§ **GIVEN ENTRIES**
____
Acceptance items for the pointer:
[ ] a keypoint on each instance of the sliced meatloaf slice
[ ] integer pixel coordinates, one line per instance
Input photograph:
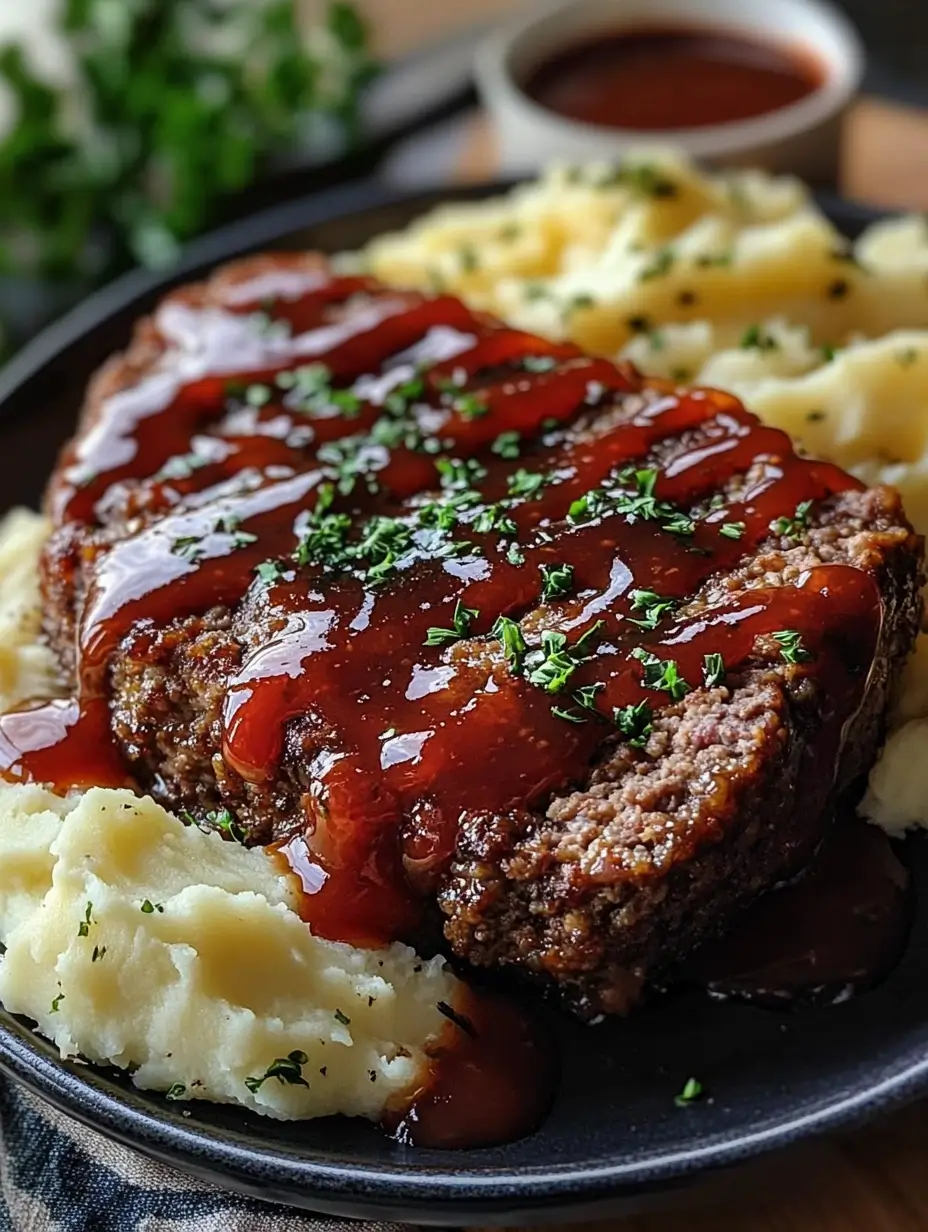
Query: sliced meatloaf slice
(581, 658)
____
§ **EXERCISE OBJECTIVE**
Filter the entries down to the lines that hold "instance". Copy those lines.

§ **EXPECTED ANSWER**
[ ] a keypoint on each instance of the sliced meatloaf slice
[ ] integer pixel coordinates, one line per instance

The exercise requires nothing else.